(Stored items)
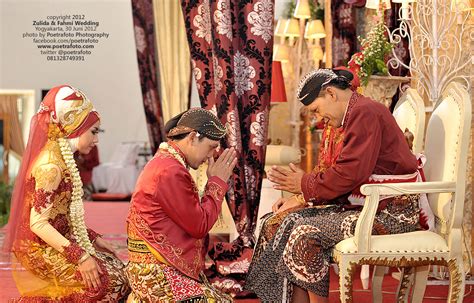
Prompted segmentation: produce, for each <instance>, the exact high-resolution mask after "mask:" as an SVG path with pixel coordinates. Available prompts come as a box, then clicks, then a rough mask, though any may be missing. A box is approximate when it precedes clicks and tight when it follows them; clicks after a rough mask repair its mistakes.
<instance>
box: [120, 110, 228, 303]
mask: <svg viewBox="0 0 474 303" xmlns="http://www.w3.org/2000/svg"><path fill="white" fill-rule="evenodd" d="M165 132H166V133H167V135H168V138H169V141H168V143H162V144H161V145H160V148H159V150H158V152H157V153H156V154H155V156H154V158H153V159H152V160H151V161H150V162H148V163H147V165H146V166H145V168H144V169H143V172H142V173H141V175H140V177H139V179H138V182H137V186H136V188H135V192H134V194H133V196H132V201H131V206H130V212H129V215H128V219H127V223H128V250H129V258H130V262H129V264H128V266H127V270H126V273H127V276H128V278H129V281H130V285H131V287H132V294H131V298H129V299H131V302H224V303H225V302H232V299H231V298H230V297H229V296H227V295H224V294H221V293H219V292H218V291H217V290H215V289H214V288H212V287H211V286H210V285H209V283H208V282H207V280H206V278H205V276H204V275H203V274H202V270H203V269H204V257H205V255H206V253H207V245H208V242H209V237H208V233H209V230H210V229H211V228H212V226H213V225H214V223H215V222H216V220H217V217H218V215H219V213H220V211H221V206H222V201H223V199H224V194H225V193H226V191H227V183H226V182H227V180H228V179H229V177H230V176H231V174H232V170H233V169H234V167H235V164H236V163H237V159H236V152H235V151H234V150H233V148H231V149H226V150H224V152H223V153H222V154H221V156H220V157H219V158H218V159H217V160H216V161H214V158H213V154H214V152H215V151H216V149H217V148H218V146H219V140H220V139H222V138H223V137H224V136H225V134H226V128H225V127H224V126H223V125H222V123H221V122H220V121H219V119H217V117H216V116H214V115H213V114H212V113H211V112H209V111H207V110H205V109H201V108H193V109H190V110H188V111H186V112H184V113H181V114H180V115H178V116H176V117H174V118H172V119H171V120H170V121H168V123H167V124H166V126H165ZM206 160H208V169H207V176H208V182H207V185H206V189H205V191H204V195H203V197H202V198H201V199H200V198H199V195H198V189H197V187H196V184H195V183H194V181H193V179H192V177H191V175H190V173H189V171H188V168H189V167H192V168H193V169H197V168H198V167H199V166H200V165H201V164H203V163H204V162H205V161H206Z"/></svg>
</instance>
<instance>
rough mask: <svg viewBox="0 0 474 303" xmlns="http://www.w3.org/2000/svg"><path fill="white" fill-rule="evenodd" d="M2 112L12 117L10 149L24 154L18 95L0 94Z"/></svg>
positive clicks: (1, 109) (9, 116)
mask: <svg viewBox="0 0 474 303" xmlns="http://www.w3.org/2000/svg"><path fill="white" fill-rule="evenodd" d="M0 113H5V114H8V116H9V118H10V149H11V150H12V151H14V152H15V153H17V154H18V155H19V156H22V155H23V152H24V150H25V144H24V142H23V133H22V132H21V126H20V120H19V118H18V95H0Z"/></svg>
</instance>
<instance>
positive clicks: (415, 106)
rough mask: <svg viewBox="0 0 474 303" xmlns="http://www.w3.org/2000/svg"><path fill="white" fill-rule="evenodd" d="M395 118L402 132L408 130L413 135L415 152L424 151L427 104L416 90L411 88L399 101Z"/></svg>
mask: <svg viewBox="0 0 474 303" xmlns="http://www.w3.org/2000/svg"><path fill="white" fill-rule="evenodd" d="M393 117H394V118H395V120H396V121H397V124H398V126H399V127H400V128H401V130H402V131H405V129H406V128H408V130H409V131H410V132H412V133H413V136H414V140H413V152H414V153H421V152H422V151H423V136H424V130H425V104H424V103H423V99H422V98H421V97H420V95H419V94H418V93H417V92H416V90H415V89H413V88H409V89H407V90H406V91H405V93H404V94H403V95H402V97H401V98H400V100H398V102H397V105H396V106H395V109H394V110H393Z"/></svg>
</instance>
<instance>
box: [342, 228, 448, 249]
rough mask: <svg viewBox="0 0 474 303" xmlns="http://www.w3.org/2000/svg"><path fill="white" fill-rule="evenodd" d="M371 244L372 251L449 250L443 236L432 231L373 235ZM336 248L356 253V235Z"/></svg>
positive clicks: (342, 241) (344, 240)
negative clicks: (376, 235)
mask: <svg viewBox="0 0 474 303" xmlns="http://www.w3.org/2000/svg"><path fill="white" fill-rule="evenodd" d="M370 246H371V250H370V251H371V252H372V253H381V252H384V253H408V254H410V253H414V252H415V253H416V252H448V250H449V249H448V245H447V243H446V241H445V240H444V239H443V237H441V236H440V235H438V234H436V233H434V232H431V231H414V232H410V233H404V234H397V235H381V236H372V237H371V242H370ZM335 250H337V251H339V252H341V253H356V252H357V246H356V244H355V241H354V237H352V238H348V239H345V240H343V241H341V242H339V243H338V244H337V245H336V247H335ZM369 254H370V253H369Z"/></svg>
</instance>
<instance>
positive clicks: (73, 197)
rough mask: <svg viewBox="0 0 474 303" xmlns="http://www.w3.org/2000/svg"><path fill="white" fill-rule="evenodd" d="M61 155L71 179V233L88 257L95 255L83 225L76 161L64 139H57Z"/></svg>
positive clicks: (82, 211) (79, 180) (81, 183)
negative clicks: (83, 250) (70, 174)
mask: <svg viewBox="0 0 474 303" xmlns="http://www.w3.org/2000/svg"><path fill="white" fill-rule="evenodd" d="M58 143H59V147H60V149H61V155H62V156H63V159H64V162H65V163H66V167H67V169H68V170H69V172H70V173H71V177H72V184H73V188H72V198H71V205H70V206H69V211H70V214H69V215H70V218H71V223H72V231H73V234H74V237H75V238H76V241H77V243H78V244H79V246H81V247H82V248H83V249H84V250H85V251H86V252H88V253H89V254H90V255H95V249H94V246H93V245H92V243H91V241H90V240H89V235H88V233H87V227H86V225H85V223H84V203H83V201H82V195H83V190H82V181H81V177H80V175H79V171H78V169H77V165H76V161H74V155H73V153H72V150H71V146H70V145H69V142H68V141H67V140H66V139H65V138H59V139H58Z"/></svg>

### [WORK REQUEST]
Return every row above verbatim, but leave the pictures out.

### [SOLUTION TO THE PROBLEM]
Prompted segmentation: produce, for each <instance>, the exact high-resolution mask after "mask:" as an SVG path with pixel coordinates. Available prompts come as a box, then clicks, then a rough mask, though any may be missing. A box is approximate when it precedes clicks and tight when it follows them; clicks after a rough mask repair its mistakes.
<instance>
box: [120, 110, 228, 303]
mask: <svg viewBox="0 0 474 303" xmlns="http://www.w3.org/2000/svg"><path fill="white" fill-rule="evenodd" d="M165 132H166V133H167V135H168V138H169V141H168V143H162V144H161V145H160V148H159V150H158V152H157V153H156V154H155V156H154V158H153V159H152V160H151V161H150V162H148V163H147V165H146V166H145V168H144V169H143V172H142V173H141V175H140V177H139V179H138V182H137V186H136V188H135V192H134V194H133V196H132V201H131V206H130V212H129V215H128V219H127V223H128V250H129V258H130V262H129V264H128V266H127V270H126V273H127V276H128V278H129V281H130V285H131V287H132V294H131V298H129V299H131V302H224V303H225V302H232V299H231V298H230V297H229V296H227V295H224V294H221V293H219V292H218V291H217V290H215V289H214V288H212V287H211V286H210V285H209V283H208V282H207V280H206V278H205V276H204V275H203V274H202V270H203V269H204V257H205V255H206V253H207V245H208V242H209V237H208V233H209V230H210V229H211V228H212V226H213V225H214V223H215V222H216V220H217V217H218V215H219V213H220V211H221V206H222V201H223V199H224V194H225V193H226V191H227V183H226V182H227V180H228V179H229V177H230V176H231V174H232V170H233V169H234V167H235V164H236V163H237V159H236V152H235V151H234V150H233V148H231V149H226V150H224V152H223V153H222V154H221V156H220V157H219V158H218V159H217V160H216V161H214V158H213V154H214V152H215V151H216V149H217V148H218V146H219V140H220V139H222V138H223V137H224V136H225V134H226V128H225V127H224V126H223V125H222V123H221V122H220V121H219V119H217V117H216V116H214V115H213V114H212V113H211V112H209V111H207V110H205V109H201V108H193V109H190V110H188V111H186V112H184V113H181V114H180V115H178V116H176V117H174V118H172V119H171V120H170V121H168V123H167V124H166V126H165ZM206 160H208V169H207V176H208V182H207V185H206V189H205V191H204V195H203V197H202V198H201V199H200V198H199V195H198V189H197V187H196V184H195V183H194V181H193V179H192V177H191V175H190V173H189V171H188V168H189V167H192V168H193V169H197V168H198V167H199V166H200V165H201V164H203V163H204V162H205V161H206Z"/></svg>
</instance>
<instance>
rough mask: <svg viewBox="0 0 474 303" xmlns="http://www.w3.org/2000/svg"><path fill="white" fill-rule="evenodd" d="M2 112L12 117L10 149L24 154L18 95L0 94Z"/></svg>
positive clicks: (1, 109) (9, 116)
mask: <svg viewBox="0 0 474 303" xmlns="http://www.w3.org/2000/svg"><path fill="white" fill-rule="evenodd" d="M0 113H5V114H8V116H9V118H10V149H11V150H12V151H14V152H15V153H17V154H18V155H19V156H22V155H23V152H24V150H25V144H24V142H23V133H22V132H21V126H20V120H19V118H18V95H0Z"/></svg>
</instance>
<instance>
positive clicks: (415, 106)
rough mask: <svg viewBox="0 0 474 303" xmlns="http://www.w3.org/2000/svg"><path fill="white" fill-rule="evenodd" d="M395 118L402 132L408 130L413 135L415 152L424 151L427 104L416 90L411 88L399 101Z"/></svg>
mask: <svg viewBox="0 0 474 303" xmlns="http://www.w3.org/2000/svg"><path fill="white" fill-rule="evenodd" d="M393 117H394V118H395V120H396V121H397V124H398V126H399V127H400V128H401V130H402V131H405V129H406V128H408V130H409V131H410V132H412V133H413V136H414V140H413V152H414V153H421V152H422V151H423V136H424V130H425V104H424V103H423V99H422V98H421V97H420V95H419V94H418V93H417V92H416V90H415V89H413V88H409V89H407V90H406V91H405V93H404V94H403V95H402V97H401V98H400V100H398V102H397V105H396V106H395V109H394V110H393Z"/></svg>
</instance>
<instance>
box: [342, 228, 448, 249]
rough mask: <svg viewBox="0 0 474 303" xmlns="http://www.w3.org/2000/svg"><path fill="white" fill-rule="evenodd" d="M371 244L372 251L449 250L443 236L432 231L373 235ZM336 248L356 253V235Z"/></svg>
positive clicks: (342, 241) (344, 240)
negative clicks: (376, 235)
mask: <svg viewBox="0 0 474 303" xmlns="http://www.w3.org/2000/svg"><path fill="white" fill-rule="evenodd" d="M370 246H371V250H370V251H371V252H372V253H381V252H384V253H408V254H410V253H414V252H415V253H416V252H448V250H449V249H448V245H447V243H446V241H445V240H444V239H443V237H441V236H440V235H438V234H436V233H434V232H431V231H414V232H410V233H404V234H397V235H381V236H372V237H371V242H370ZM335 250H337V251H339V252H341V253H356V252H357V246H356V244H355V241H354V237H352V238H348V239H345V240H343V241H341V242H339V243H338V244H337V245H336V247H335ZM369 254H370V253H369Z"/></svg>
</instance>
<instance>
positive clicks: (73, 197)
rough mask: <svg viewBox="0 0 474 303" xmlns="http://www.w3.org/2000/svg"><path fill="white" fill-rule="evenodd" d="M61 155L71 179V233L88 257L95 255L83 225L76 161L64 139H57Z"/></svg>
positive clicks: (82, 211) (79, 180) (81, 183)
negative clicks: (83, 250) (70, 174)
mask: <svg viewBox="0 0 474 303" xmlns="http://www.w3.org/2000/svg"><path fill="white" fill-rule="evenodd" d="M58 143H59V147H60V149H61V155H62V156H63V159H64V162H65V163H66V167H67V169H68V170H69V172H70V173H71V177H72V184H73V188H72V198H71V205H70V206H69V211H70V214H69V215H70V218H71V223H72V231H73V234H74V237H75V238H76V241H77V243H78V244H79V246H81V247H82V248H83V249H84V250H85V251H86V252H88V253H89V254H90V255H95V249H94V246H93V245H92V243H91V241H90V240H89V235H88V233H87V227H86V225H85V223H84V203H83V201H82V195H83V190H82V181H81V177H80V175H79V171H78V169H77V165H76V161H74V155H73V153H72V150H71V146H70V145H69V142H68V141H67V140H66V139H65V138H59V139H58Z"/></svg>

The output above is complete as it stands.